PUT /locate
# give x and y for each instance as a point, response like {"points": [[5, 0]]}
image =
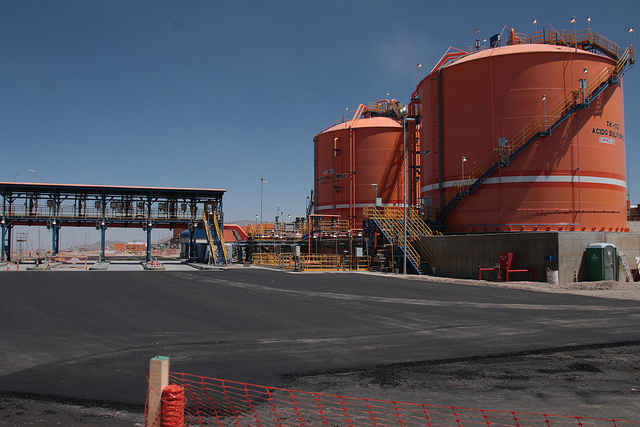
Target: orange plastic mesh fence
{"points": [[226, 403]]}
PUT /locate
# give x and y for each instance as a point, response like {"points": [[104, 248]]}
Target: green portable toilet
{"points": [[601, 262]]}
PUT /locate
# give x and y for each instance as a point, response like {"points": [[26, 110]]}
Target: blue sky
{"points": [[213, 94]]}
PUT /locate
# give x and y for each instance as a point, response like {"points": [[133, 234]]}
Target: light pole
{"points": [[464, 159], [23, 170], [262, 182], [575, 38], [406, 169]]}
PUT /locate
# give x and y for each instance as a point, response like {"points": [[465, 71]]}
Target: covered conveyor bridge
{"points": [[103, 206]]}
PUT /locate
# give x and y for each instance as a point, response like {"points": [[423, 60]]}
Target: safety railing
{"points": [[391, 220], [306, 262], [70, 212], [275, 260], [216, 243], [192, 400], [321, 262]]}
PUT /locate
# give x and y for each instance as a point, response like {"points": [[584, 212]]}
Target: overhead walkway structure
{"points": [[102, 206], [215, 236], [542, 126], [389, 221]]}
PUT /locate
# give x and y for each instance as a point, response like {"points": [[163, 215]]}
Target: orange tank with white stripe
{"points": [[479, 108]]}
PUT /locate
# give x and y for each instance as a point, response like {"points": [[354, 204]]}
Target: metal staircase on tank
{"points": [[215, 237], [390, 222], [538, 128]]}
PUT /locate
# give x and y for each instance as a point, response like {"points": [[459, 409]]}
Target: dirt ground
{"points": [[593, 381]]}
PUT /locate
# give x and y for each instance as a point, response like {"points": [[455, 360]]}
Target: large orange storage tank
{"points": [[352, 156], [573, 179]]}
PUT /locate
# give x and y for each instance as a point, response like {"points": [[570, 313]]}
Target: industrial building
{"points": [[503, 148]]}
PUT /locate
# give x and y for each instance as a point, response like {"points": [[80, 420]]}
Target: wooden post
{"points": [[158, 380]]}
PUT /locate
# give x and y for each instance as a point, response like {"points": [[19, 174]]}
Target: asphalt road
{"points": [[90, 335]]}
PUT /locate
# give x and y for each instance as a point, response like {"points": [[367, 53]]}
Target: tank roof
{"points": [[524, 48], [366, 122]]}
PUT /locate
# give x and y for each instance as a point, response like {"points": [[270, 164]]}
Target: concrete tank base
{"points": [[460, 255]]}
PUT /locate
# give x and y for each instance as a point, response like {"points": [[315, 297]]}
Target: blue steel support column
{"points": [[55, 227], [148, 226], [4, 225], [4, 236], [103, 227]]}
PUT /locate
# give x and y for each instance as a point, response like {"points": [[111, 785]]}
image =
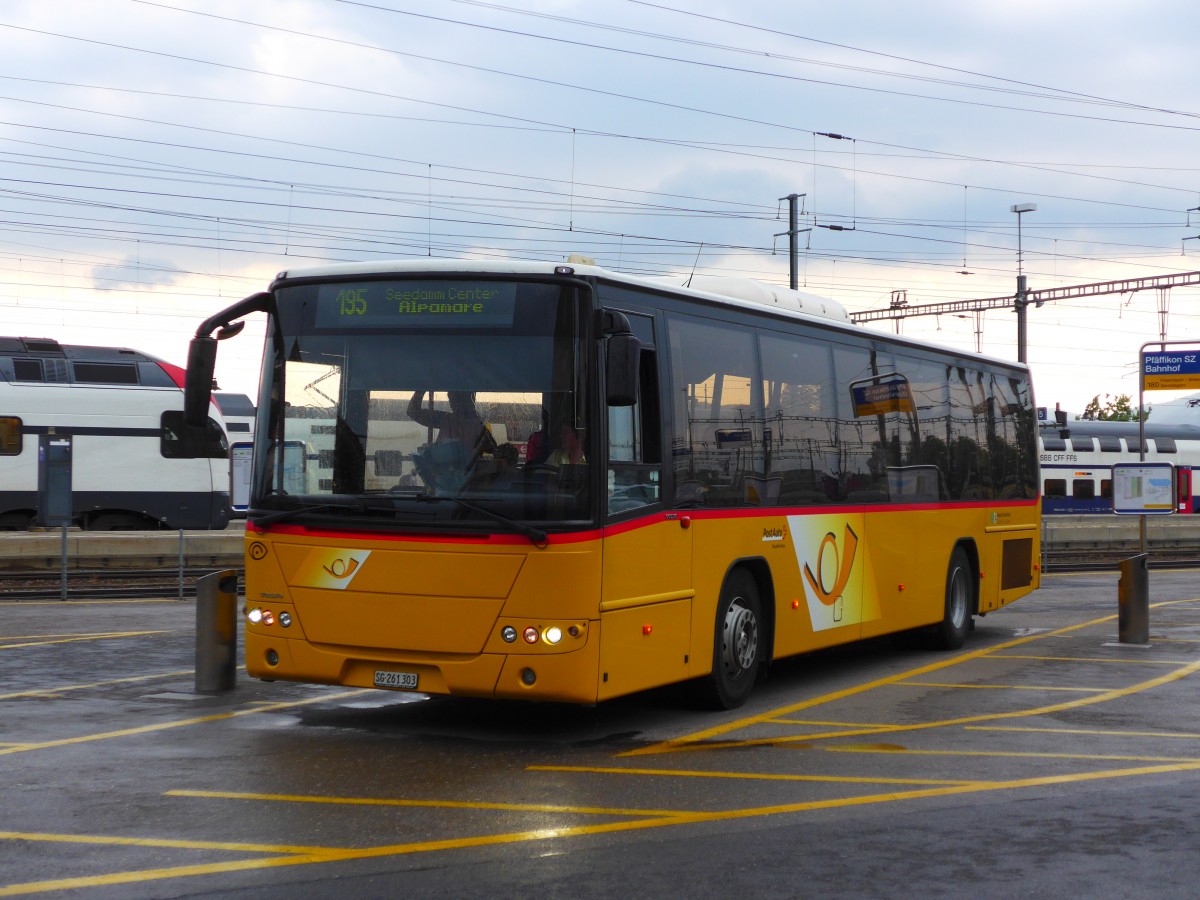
######
◆ WHAT IS EXPECTED: Report every line of the rows above that contains the string "tank", and copy each such line in full. Case counts.

◆ RESPONSE:
Target: orange tank with white stripe
Target: metal staircase on tank
Target: large orange storage tank
Target: tank roof
Target: concrete tank base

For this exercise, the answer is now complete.